▸ Provided passage
The following code are the same from earlier lesson on FFT convolution

In [None]:
from __future__ import division, print_function

import sys

import numpy as np
from scipy.signal import fftconvolve
from scipy.misc import imresize
from scipy.ndimage import imread
import skimage.data
from skimage.color import rgb2gray
from matplotlib import pyplot as plt

from numba import cuda, vectorize
from timeit import default_timer as timer

%matplotlib inline

In [None]:
# Build 5x5 laplacian filter
laplacian_pts = '''
-4 -1 0 -1 -4
-1  2 3  2 -1
 0  3 4  3  0
-1  2 3  2 -1
-4 -1 0 -1 -4
'''.split()

laplacian = np.array(laplacian_pts, dtype=np.float32).reshape(5, 5)

In [None]:
import accelerate.cuda.fft as cufft

@vectorize(['complex64(complex64, complex64)'], target='cuda')
def gpu_mult(a, b):
    # a GPU ufunc to compute the elementwise product 
    return a * b

def gpu_fftconvolve(image):
    image_complex = image.astype(np.complex64)
    response_complex = np.zeros_like(image_complex)
    response_complex[:5, :5] = laplacian.astype(np.complex64)
    
    # explicit CPU->GPU memory transfer
    d_image_complex = cuda.to_device(image_complex)
    d_response_complex = cuda.to_device(response_complex)

    # GPU forward FFT
    cufft.fft_inplace(d_image_complex)
    cufft.fft_inplace(d_response_complex)

    # GPU ufunc
    gpu_mult(d_image_complex, d_response_complex, out=d_image_complex)

    # GPU inverse FFT
    cufft.ifft_inplace(d_image_complex)

▸ Short task 1
Quote every comment in the FFT convolution code, without the leading "#".

▸ Given records
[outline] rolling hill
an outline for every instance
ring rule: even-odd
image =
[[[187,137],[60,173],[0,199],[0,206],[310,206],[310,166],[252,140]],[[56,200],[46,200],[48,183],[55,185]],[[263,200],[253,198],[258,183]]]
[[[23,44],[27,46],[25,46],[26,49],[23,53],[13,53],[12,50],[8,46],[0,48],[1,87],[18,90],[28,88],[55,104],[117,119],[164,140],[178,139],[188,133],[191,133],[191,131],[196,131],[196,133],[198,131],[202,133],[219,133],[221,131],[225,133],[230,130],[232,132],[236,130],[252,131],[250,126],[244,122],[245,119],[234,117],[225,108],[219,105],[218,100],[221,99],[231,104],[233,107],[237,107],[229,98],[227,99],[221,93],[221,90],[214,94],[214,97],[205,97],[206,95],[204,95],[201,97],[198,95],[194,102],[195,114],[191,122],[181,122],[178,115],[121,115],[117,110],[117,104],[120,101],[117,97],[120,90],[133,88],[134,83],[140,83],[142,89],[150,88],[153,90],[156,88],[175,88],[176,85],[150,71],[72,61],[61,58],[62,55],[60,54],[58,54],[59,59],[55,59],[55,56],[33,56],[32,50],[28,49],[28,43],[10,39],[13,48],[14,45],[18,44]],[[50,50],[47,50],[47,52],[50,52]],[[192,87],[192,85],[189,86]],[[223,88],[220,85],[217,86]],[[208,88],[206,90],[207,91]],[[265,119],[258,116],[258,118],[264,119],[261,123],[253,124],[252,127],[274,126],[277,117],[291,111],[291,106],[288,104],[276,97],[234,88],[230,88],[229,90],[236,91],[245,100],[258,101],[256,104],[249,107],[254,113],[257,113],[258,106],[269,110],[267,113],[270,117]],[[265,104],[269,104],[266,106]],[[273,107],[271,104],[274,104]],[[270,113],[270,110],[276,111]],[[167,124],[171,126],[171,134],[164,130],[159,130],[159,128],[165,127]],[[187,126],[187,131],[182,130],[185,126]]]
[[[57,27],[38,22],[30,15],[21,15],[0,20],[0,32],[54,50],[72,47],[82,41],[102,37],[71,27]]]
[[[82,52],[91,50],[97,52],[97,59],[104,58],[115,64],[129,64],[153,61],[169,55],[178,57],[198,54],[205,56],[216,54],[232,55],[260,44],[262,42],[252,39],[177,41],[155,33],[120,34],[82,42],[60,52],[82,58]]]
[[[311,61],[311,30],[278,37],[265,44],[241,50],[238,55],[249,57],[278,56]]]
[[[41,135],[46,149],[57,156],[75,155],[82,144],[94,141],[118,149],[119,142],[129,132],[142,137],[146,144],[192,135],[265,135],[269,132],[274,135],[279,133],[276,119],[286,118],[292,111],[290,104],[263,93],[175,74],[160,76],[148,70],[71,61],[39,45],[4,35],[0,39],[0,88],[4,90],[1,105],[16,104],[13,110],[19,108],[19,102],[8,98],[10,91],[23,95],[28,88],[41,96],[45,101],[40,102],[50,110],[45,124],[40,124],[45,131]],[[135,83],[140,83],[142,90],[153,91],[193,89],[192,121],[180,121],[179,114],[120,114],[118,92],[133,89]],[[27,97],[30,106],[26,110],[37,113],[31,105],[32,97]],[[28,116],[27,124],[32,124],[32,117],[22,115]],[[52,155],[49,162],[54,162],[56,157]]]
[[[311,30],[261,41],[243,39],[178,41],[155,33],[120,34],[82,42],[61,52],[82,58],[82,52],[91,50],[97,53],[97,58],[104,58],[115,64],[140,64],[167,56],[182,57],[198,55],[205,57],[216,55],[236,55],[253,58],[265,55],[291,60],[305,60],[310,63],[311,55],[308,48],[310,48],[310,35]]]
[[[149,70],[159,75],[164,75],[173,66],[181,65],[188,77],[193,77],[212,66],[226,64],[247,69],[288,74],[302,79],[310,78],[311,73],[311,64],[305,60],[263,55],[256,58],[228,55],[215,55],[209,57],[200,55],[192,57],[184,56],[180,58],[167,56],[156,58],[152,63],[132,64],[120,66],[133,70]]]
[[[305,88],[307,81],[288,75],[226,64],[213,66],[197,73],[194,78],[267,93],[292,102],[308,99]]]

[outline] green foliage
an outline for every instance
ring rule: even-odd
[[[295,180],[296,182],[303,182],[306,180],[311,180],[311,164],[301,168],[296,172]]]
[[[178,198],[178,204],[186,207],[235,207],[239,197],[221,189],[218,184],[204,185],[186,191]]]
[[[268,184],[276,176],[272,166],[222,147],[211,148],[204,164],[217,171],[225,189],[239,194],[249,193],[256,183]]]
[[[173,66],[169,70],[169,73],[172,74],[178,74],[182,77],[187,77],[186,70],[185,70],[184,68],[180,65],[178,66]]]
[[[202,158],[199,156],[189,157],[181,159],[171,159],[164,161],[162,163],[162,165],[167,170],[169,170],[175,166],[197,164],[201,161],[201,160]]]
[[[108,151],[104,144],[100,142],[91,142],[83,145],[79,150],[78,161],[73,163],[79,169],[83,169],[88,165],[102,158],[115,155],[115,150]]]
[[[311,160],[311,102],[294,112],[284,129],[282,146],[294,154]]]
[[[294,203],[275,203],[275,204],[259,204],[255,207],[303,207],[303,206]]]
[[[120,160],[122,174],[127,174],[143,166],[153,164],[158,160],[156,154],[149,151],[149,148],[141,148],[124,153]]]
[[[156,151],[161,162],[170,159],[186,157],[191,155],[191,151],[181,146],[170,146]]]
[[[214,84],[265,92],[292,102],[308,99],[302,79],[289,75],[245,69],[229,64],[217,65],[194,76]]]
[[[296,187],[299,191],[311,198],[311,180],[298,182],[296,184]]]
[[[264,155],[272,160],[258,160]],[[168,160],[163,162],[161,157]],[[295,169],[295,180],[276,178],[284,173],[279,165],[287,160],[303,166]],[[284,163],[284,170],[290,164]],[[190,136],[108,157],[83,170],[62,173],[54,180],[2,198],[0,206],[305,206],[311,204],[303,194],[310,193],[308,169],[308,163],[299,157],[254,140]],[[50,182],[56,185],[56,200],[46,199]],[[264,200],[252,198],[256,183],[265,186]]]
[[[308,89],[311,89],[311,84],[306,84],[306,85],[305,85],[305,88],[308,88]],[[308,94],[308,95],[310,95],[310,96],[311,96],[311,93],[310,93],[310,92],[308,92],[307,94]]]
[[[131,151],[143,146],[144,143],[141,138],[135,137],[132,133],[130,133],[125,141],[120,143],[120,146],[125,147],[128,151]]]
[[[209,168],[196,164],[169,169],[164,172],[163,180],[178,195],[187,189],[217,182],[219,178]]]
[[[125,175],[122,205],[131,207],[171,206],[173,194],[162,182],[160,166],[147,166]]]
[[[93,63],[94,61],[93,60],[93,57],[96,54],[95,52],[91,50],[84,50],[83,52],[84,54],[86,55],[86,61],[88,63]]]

▸ Short task 2
In the listing, change "even-odd" to "nonzero" in the lines from the line with "[outline] green foliage" to the line with "[[[296,187],[299,191],[311,198],[311,180],[298,182],[296,184]]]", and return only those lines.

▸ Correct result 1
Build 5x5 laplacian filter
a GPU ufunc to compute the elementwise product
explicit CPU->GPU memory transfer
GPU forward FFT
GPU ufunc
GPU inverse FFT

▸ Correct result 2
[outline] green foliage
an outline for every instance
ring rule: nonzero
[[[295,180],[296,182],[303,182],[306,180],[311,180],[311,164],[301,168],[296,172]]]
[[[178,198],[178,204],[186,207],[235,207],[239,197],[221,189],[218,184],[204,185],[186,191]]]
[[[268,184],[276,176],[272,166],[222,147],[211,148],[204,164],[217,171],[225,189],[239,194],[249,193],[256,183]]]
[[[173,66],[169,70],[169,73],[172,74],[178,74],[182,77],[187,77],[186,70],[185,70],[184,68],[180,65],[178,66]]]
[[[202,158],[199,156],[189,157],[181,159],[171,159],[164,161],[162,163],[162,165],[167,170],[169,170],[175,166],[197,164],[201,161],[201,160]]]
[[[108,151],[104,144],[100,142],[91,142],[83,145],[79,150],[78,161],[73,163],[79,169],[83,169],[88,165],[102,158],[115,155],[115,150]]]
[[[311,160],[311,102],[294,112],[284,129],[282,146],[294,154]]]
[[[294,203],[275,203],[275,204],[259,204],[255,207],[303,207],[303,206]]]
[[[120,160],[122,174],[127,174],[143,166],[153,164],[158,160],[156,154],[149,151],[149,148],[141,148],[124,153]]]
[[[156,151],[161,162],[170,159],[186,157],[191,155],[191,151],[181,146],[170,146]]]
[[[214,84],[265,92],[292,102],[308,99],[302,79],[289,75],[245,69],[229,64],[217,65],[194,76]]]
[[[296,187],[299,191],[311,198],[311,180],[298,182],[296,184]]]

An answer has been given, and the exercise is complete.